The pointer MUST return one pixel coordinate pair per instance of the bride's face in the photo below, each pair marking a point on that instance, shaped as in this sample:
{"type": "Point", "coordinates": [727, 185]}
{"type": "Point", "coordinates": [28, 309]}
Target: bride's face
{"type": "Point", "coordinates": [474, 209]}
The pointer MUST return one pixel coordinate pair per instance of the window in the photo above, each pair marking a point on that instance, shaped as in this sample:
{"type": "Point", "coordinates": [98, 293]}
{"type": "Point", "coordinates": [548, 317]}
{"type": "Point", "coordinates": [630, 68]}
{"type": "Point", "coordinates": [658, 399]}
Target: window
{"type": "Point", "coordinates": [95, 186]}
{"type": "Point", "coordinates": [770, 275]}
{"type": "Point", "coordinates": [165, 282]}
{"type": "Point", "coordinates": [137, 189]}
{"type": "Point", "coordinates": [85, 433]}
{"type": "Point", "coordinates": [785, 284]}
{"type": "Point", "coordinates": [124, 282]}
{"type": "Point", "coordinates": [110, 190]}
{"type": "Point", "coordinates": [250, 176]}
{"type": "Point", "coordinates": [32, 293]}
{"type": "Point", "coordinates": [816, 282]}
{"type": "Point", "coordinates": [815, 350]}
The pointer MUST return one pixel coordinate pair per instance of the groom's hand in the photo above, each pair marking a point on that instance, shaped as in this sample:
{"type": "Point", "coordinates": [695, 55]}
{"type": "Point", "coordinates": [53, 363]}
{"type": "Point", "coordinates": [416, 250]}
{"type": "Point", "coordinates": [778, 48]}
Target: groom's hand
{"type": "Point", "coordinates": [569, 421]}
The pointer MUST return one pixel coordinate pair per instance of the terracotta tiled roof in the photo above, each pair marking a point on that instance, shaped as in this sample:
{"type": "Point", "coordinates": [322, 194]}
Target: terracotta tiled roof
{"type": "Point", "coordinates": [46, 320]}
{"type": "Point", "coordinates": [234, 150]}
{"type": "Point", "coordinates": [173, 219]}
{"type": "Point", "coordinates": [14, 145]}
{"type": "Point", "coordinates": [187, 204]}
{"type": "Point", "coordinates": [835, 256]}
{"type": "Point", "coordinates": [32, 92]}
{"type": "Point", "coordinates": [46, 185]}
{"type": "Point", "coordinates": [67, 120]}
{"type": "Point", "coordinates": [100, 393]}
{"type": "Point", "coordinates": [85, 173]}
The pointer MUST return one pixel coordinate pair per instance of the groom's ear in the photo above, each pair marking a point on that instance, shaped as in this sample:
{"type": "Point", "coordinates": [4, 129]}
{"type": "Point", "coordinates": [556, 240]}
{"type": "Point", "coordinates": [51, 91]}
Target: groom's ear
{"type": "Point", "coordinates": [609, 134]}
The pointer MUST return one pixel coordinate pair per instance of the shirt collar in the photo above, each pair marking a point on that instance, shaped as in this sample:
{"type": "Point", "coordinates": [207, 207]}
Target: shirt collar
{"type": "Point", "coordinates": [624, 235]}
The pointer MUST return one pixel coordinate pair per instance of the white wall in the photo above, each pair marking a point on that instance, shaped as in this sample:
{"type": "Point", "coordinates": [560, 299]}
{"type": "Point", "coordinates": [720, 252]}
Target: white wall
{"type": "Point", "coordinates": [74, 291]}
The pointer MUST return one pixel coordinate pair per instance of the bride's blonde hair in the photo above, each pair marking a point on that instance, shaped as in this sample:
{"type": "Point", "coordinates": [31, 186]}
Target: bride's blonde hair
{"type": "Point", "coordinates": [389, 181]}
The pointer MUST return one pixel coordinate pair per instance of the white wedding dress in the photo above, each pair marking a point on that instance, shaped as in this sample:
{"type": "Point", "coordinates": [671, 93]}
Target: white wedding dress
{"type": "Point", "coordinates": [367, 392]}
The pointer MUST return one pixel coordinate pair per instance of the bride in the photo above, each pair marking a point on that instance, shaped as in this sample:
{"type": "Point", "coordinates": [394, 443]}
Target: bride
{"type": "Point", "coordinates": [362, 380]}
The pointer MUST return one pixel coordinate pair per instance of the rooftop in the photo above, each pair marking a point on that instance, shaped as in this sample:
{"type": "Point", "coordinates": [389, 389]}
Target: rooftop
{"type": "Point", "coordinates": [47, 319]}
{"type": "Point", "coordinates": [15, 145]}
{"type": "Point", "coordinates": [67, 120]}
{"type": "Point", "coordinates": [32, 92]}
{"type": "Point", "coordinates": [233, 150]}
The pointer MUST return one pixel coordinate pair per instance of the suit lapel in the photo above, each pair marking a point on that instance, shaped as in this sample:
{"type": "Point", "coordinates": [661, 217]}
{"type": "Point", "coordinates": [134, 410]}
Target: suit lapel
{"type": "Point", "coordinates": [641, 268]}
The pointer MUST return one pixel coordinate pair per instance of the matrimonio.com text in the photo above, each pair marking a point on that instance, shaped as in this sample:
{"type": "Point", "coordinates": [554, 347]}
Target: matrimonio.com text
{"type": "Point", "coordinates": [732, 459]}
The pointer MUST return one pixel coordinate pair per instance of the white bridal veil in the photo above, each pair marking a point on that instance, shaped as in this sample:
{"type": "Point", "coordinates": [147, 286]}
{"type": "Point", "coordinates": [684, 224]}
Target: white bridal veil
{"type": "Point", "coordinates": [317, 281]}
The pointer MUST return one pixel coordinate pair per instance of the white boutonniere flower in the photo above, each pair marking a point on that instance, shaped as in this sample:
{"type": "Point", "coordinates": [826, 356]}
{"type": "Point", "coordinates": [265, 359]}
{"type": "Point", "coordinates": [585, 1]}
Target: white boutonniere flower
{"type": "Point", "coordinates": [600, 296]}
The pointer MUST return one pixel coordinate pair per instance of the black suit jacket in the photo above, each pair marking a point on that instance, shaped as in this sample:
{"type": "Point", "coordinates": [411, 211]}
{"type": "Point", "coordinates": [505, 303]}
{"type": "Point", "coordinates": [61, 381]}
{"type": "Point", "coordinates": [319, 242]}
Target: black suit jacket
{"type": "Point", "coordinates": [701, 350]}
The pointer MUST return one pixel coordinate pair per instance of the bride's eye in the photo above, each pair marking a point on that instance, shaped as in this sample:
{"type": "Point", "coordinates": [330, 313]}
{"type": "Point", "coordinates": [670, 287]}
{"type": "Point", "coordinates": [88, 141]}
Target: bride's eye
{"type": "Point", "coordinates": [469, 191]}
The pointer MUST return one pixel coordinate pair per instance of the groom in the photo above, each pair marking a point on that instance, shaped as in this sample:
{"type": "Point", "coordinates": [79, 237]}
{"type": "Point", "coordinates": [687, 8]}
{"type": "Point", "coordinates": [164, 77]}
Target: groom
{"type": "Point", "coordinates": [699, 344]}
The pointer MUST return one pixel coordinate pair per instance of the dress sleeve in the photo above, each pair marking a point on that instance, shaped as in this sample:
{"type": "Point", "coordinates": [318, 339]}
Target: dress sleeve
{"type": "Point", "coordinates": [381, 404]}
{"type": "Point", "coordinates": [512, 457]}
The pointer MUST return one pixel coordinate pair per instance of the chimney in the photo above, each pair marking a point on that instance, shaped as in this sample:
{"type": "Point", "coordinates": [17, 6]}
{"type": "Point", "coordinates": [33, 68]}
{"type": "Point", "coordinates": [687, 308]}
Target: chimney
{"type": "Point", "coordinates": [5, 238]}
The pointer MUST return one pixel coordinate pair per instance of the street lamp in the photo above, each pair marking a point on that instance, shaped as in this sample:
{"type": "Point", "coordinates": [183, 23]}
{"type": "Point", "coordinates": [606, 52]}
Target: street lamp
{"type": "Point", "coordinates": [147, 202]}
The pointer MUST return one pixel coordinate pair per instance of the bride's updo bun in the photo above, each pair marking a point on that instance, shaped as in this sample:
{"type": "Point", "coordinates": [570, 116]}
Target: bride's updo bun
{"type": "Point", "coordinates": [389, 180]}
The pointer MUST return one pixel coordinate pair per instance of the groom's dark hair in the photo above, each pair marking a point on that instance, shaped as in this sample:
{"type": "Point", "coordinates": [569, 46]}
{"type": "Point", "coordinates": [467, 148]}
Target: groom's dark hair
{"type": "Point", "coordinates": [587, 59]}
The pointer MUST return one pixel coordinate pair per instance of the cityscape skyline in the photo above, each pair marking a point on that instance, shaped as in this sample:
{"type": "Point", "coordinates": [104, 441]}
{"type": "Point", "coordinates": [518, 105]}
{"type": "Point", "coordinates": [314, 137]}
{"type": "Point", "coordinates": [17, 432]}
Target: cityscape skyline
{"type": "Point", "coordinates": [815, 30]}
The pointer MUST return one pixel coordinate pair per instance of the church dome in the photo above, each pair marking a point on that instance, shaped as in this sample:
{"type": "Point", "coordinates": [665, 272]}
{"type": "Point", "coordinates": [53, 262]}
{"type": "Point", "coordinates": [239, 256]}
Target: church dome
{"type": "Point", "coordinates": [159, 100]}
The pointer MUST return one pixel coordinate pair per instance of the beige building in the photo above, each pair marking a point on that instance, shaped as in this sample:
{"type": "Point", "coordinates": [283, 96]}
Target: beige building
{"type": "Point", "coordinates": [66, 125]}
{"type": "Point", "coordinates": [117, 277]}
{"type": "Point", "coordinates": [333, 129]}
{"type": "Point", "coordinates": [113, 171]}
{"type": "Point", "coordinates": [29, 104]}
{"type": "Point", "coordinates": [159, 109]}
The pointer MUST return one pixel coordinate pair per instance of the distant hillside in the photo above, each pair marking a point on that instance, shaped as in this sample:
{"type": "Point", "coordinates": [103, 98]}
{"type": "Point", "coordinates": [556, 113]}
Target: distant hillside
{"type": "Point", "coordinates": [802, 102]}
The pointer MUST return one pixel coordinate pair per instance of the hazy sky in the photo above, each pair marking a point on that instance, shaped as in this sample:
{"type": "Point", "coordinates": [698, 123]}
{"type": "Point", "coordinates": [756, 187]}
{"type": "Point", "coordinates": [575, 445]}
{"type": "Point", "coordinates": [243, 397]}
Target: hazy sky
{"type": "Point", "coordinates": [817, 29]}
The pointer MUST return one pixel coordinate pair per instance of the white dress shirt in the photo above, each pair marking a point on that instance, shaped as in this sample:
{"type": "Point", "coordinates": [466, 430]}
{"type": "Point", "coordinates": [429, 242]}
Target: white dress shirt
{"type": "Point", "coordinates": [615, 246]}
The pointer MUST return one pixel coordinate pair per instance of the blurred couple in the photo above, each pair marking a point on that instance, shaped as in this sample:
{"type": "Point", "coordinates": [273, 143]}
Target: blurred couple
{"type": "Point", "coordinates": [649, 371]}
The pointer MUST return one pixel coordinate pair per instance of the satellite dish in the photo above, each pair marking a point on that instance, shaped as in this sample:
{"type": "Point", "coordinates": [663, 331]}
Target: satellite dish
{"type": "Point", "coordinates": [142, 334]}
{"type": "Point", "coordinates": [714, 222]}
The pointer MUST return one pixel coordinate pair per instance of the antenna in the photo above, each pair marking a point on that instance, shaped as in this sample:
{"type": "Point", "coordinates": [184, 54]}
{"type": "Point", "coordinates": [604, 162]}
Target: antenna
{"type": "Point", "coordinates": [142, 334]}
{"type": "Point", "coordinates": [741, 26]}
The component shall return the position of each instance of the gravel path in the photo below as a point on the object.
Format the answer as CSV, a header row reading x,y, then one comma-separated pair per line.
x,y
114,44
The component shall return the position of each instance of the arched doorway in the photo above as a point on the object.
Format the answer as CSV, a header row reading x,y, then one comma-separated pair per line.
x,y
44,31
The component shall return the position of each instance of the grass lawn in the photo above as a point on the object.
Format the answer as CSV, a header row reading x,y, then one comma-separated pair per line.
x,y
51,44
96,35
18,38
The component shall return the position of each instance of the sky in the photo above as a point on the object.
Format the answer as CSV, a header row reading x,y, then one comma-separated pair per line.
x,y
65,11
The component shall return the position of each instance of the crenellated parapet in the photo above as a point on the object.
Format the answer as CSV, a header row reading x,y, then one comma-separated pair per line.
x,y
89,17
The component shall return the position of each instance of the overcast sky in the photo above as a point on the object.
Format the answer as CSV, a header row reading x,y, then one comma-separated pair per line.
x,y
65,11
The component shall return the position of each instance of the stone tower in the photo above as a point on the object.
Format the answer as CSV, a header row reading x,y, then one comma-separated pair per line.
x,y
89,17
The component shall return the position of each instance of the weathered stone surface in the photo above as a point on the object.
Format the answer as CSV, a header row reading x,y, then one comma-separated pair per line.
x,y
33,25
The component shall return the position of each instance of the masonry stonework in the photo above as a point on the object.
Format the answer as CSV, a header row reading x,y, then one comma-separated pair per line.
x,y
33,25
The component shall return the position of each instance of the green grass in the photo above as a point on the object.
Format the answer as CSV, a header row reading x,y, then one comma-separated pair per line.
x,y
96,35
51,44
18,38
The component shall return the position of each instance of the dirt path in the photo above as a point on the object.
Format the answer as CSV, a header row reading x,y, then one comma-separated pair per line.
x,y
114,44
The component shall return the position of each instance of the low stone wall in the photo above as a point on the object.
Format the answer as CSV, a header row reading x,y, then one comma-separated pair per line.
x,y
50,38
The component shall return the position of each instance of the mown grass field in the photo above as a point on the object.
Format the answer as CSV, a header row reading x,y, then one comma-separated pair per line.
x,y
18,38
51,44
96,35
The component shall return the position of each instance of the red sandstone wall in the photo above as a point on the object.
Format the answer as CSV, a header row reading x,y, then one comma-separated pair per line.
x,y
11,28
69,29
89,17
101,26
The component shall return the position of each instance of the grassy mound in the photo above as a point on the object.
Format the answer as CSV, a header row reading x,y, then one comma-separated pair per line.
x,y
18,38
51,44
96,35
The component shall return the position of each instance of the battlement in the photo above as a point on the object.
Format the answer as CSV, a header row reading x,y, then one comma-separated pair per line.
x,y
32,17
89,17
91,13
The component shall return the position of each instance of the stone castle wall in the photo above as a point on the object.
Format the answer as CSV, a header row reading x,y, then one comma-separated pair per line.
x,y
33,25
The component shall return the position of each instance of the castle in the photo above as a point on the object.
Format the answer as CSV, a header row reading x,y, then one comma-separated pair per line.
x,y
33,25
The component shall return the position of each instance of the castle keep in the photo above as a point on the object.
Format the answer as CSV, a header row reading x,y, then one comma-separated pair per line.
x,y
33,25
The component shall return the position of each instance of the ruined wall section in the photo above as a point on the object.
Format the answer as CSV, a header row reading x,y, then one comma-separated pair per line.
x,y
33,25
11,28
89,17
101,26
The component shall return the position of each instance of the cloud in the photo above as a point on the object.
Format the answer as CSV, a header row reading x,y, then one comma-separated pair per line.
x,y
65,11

——————

Using the records above, count the lines that hold the string "castle", and give back only the result.

Problem solution -
3